Part of the problem has been the low value placed on customer feedback, particularly complaints, by companies’ senior management. According to an article by Tom Lester, which appeared in the Financial Times, the majority of chief executives regard complaining customers as “a nuisance and too demanding” (The Cost of Not Caring for Your Customers, Jan. 29, 2006). Increasingly, this is being proven to be an extremely shortsighted approach. In fact, correctly managing customer complaints can be a valuable opportunity for improving customer service, retaining customers and achieving profitable growth.

Based on the findings of Bernd Stauss and Wolfgang Seidel in their book, Complaint Management: The Heart of CRM, customers who complain and have a positive resolution are far more likely to remain brand loyal than those who do not complain at all. According to Stauss and Seidel, complainants are your best advocates, with many of them going on to consider buying your other products if they feel satisfied with the complaint resolution. Where profit margins are tight, such repeat purchases are significantly cheaper to secure than new business.

But that’s only half the story. Complaint and feedback data is incredibly valuable for any organization. By carefully managing and analyzing your customer feedback, you can discover where products and services can be improved—and even identify possible gaps and opportunities that can lead to new product development. This data is critical to your future success.

Listening
One company that is using complaints and feedback to deliver improved customer service is British Airways Holidays (BAH), a wholly owned subsidiary of British Airways. Customer excellence is one of the company’s driving principles and BAH recognizes that listening to customers through the capture and management of feedback and complaints is a critical factor in successfully delivering on this principle. To identify areas for improvement and to consistently provide the level of service demanded by its customers, BAH has expanded its complaint logging process into a feedback capture and management operation that includes all agents and suppliers.

Rather than only managing customer complaints, BAH now logs the entire customer experience—from pre- to post-travel—as well as feedback from thousands of agents and suppliers around the world.

The BAH Quality team deals with approximately 5,000 customer relations files and 1,000 errata files per annum. More than 2,500 complaints a year get fed into the system, and the company manages to turn around 90 percent of complaints—from investigation to full response—within an impressive 14 days. BAH also receives many messages of gratitude and feedback acknowledging staff performance—which also gets fed into the system, as does information from suppliers about any potential problems.

Supplier performance affects the BAH brand, so the data is vital when it comes to enforcing service levels and ensuring that the company meets the high standards set by British Airways. “I use it to generate formal quality reports and complaint ratios for all of our suppliers, who are then able to take actions to reduce complaint levels,” says Kate Downey, quality manager at BAH. “It puts me in a strong position when it comes to negotiating with suppliers, and I use past complaints to back up our compensation claims.”

• [WRITTEN REQUEST 1]:
In the listing, copy out every line from the one containing "the brick column" through the final line of the listing, both included.

Dataset entries:
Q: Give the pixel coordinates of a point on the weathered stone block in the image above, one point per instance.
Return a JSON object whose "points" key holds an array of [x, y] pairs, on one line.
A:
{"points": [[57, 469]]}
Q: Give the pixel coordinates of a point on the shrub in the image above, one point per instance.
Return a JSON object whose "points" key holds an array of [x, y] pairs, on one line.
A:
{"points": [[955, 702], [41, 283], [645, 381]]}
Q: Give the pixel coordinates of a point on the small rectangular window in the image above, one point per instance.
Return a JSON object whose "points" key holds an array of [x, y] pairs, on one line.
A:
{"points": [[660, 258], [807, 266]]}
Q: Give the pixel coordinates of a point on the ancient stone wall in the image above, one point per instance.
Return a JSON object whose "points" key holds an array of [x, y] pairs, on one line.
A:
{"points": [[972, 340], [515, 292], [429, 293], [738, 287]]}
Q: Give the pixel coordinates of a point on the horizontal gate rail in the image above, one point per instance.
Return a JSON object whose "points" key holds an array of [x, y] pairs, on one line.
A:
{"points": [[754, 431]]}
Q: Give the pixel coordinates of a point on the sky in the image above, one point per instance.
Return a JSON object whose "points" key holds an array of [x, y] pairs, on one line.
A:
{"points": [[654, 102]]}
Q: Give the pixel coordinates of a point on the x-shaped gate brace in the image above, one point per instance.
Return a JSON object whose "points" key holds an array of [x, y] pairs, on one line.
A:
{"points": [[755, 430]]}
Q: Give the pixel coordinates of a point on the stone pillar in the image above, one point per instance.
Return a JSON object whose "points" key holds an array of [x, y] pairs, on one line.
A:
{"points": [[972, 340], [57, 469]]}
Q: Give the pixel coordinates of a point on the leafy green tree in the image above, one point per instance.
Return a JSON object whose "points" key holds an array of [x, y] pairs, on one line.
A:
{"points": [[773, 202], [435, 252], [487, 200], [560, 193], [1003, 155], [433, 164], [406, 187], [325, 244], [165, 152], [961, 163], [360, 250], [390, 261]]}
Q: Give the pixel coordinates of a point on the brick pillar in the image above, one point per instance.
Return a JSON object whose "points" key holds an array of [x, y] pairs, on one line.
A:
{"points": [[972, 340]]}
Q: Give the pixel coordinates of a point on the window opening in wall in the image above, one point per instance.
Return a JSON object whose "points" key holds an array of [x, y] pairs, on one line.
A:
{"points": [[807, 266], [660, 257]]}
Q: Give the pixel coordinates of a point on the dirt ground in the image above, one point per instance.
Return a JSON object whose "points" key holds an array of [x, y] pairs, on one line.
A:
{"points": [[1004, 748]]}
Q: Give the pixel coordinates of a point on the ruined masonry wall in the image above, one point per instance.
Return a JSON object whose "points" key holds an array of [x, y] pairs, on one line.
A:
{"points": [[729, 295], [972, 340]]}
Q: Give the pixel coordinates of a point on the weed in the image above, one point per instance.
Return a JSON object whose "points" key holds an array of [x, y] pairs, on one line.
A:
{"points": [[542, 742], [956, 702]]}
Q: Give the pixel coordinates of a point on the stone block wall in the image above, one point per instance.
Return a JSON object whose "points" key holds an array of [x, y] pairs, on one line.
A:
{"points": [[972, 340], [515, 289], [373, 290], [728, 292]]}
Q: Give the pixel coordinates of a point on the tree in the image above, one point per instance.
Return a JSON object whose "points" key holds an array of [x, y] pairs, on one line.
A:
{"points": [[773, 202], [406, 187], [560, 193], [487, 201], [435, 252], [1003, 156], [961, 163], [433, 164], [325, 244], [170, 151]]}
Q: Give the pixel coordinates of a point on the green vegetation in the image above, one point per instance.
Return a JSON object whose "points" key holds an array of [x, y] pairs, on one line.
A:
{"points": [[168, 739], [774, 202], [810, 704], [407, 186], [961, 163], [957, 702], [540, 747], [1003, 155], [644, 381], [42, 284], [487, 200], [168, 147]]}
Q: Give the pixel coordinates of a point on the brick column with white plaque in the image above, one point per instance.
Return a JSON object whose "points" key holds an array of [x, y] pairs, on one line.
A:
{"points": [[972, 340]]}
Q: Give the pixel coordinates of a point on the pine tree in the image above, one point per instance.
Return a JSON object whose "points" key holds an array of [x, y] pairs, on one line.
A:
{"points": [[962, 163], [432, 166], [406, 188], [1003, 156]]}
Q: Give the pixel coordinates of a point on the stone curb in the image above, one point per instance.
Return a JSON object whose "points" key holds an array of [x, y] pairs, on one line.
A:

• [WRITTEN REQUEST 2]:
In the passage on complaint management, within how many days does British Airways Holidays turn around 90 percent of complaints?

• [EXERCISE RESPONSE 1]:
Q: Give the pixel coordinates of a point on the brick column with white plaque in the image above, one point per instance.
Return a JSON object whose "points" key holds an array of [x, y] pairs, on one line.
A:
{"points": [[972, 340]]}
Q: Give the pixel coordinates of a point on the pine tree in the image above, one point per instance.
Return a JSON object whose "points" key holds an array of [x, y] pairs, on one line.
A:
{"points": [[962, 163], [432, 166], [406, 188], [1003, 156]]}
Q: Give the pixel coordinates of a point on the stone curb in the image above, one point per instance.
Return a JSON object whose "points" key holds an array of [x, y] pairs, on one line.
A:

• [EXERCISE RESPONSE 2]:
Within 14 days.